____ Dataset extract

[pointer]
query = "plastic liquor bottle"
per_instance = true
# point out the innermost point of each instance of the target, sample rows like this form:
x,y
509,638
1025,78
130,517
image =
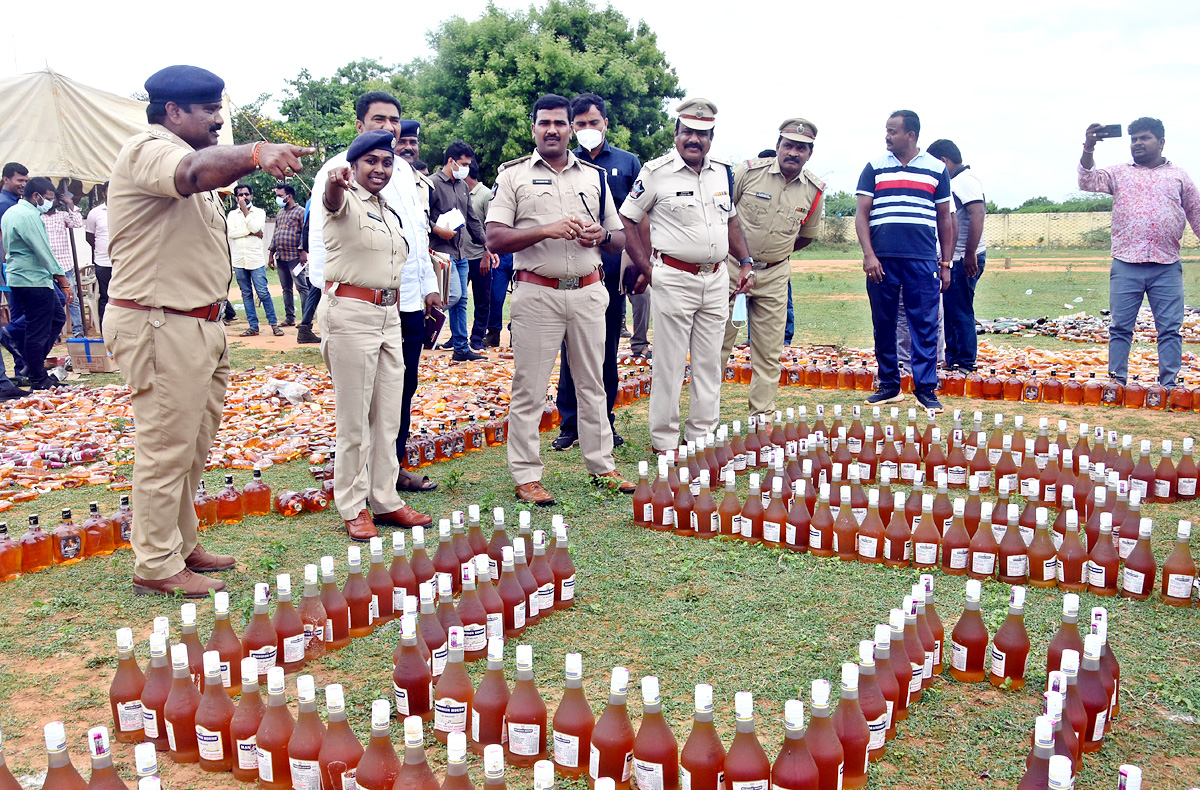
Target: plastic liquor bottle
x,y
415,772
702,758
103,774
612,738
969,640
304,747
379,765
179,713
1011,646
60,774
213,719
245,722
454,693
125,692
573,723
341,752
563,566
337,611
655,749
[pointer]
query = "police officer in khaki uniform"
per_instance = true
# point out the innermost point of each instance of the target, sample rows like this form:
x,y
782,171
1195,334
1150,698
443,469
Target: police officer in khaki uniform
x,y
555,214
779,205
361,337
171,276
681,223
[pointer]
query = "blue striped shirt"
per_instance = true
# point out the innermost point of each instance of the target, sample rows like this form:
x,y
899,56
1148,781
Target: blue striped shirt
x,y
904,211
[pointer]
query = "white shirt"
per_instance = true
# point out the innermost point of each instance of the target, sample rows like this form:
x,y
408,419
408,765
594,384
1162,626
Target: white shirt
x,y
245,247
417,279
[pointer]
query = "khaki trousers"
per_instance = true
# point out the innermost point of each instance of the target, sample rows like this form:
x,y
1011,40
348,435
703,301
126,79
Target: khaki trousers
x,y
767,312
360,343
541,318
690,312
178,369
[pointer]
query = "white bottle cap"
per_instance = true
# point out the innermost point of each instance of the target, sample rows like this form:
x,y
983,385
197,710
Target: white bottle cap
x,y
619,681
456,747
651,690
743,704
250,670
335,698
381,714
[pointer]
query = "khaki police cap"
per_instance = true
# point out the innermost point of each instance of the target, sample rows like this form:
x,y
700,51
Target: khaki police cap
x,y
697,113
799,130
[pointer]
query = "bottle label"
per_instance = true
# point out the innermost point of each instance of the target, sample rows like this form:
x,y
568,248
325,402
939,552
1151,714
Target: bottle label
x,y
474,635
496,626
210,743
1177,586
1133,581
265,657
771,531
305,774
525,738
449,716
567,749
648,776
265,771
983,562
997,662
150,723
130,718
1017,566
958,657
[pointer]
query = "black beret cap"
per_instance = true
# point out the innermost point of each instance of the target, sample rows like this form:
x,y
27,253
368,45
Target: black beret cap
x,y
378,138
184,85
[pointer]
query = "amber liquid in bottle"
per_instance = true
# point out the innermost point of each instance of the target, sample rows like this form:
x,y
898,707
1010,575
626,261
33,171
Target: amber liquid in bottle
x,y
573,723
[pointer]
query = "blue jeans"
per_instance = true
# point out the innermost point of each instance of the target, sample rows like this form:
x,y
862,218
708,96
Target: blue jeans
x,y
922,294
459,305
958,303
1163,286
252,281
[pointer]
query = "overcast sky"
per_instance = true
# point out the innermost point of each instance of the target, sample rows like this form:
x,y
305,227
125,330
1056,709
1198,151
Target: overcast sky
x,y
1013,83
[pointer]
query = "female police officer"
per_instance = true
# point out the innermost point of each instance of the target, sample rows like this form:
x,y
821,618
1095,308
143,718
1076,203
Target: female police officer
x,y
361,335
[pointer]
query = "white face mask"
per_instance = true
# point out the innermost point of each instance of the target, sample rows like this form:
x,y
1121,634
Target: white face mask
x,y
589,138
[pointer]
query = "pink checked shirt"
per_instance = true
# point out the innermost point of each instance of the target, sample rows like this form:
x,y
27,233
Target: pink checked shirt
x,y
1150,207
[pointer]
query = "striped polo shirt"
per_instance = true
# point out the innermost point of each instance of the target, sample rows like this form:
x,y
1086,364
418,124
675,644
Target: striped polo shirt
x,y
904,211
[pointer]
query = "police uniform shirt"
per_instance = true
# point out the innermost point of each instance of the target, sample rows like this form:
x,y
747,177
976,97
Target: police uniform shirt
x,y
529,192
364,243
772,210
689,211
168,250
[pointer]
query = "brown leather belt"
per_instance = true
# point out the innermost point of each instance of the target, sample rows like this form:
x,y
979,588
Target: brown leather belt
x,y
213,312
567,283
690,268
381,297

________
____ Dataset extract

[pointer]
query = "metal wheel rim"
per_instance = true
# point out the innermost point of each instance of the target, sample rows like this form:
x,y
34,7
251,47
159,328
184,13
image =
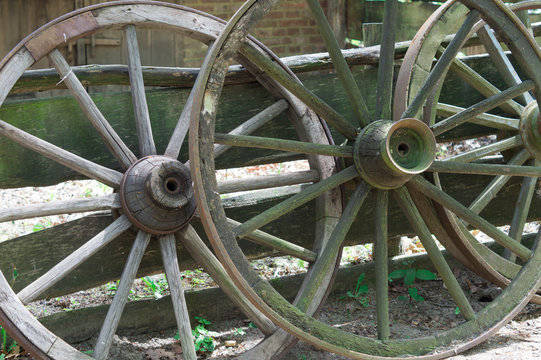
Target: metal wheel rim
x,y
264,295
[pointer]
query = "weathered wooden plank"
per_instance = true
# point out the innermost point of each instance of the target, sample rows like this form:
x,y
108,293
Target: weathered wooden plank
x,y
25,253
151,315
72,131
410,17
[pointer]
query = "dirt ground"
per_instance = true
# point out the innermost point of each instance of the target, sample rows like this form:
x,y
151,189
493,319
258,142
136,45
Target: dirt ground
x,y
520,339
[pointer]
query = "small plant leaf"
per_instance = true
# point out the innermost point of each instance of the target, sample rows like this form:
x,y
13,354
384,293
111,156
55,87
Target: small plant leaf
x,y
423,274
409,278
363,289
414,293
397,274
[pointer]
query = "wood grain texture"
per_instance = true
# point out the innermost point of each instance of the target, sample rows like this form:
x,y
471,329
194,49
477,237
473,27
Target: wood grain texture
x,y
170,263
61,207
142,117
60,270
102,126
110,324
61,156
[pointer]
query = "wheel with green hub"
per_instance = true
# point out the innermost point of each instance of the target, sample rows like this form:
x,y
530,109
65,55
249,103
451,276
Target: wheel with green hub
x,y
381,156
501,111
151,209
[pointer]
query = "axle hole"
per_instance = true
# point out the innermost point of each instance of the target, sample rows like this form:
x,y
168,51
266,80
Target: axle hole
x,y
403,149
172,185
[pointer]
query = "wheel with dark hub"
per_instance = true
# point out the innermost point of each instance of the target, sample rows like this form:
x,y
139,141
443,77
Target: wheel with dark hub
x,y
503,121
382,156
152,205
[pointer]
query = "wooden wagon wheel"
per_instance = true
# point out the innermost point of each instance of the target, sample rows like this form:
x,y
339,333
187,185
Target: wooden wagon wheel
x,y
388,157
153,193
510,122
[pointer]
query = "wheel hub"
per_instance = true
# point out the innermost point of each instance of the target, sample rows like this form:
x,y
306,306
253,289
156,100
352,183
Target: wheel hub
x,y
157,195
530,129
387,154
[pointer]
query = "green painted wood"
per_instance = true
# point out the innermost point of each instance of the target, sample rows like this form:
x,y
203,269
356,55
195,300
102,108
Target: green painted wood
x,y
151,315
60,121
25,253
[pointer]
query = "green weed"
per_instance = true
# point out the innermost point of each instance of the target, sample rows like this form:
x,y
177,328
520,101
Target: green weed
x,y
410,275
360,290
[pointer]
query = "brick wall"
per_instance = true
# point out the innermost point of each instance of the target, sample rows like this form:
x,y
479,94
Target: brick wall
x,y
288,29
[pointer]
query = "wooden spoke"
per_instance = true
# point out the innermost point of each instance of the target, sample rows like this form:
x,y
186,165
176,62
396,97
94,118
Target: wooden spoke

________

Filter the data above, keeping only the lines that contain the string "face". Copy each matching line verbatim.

◆ Output for this task
query = "white face mask"
Target: white face mask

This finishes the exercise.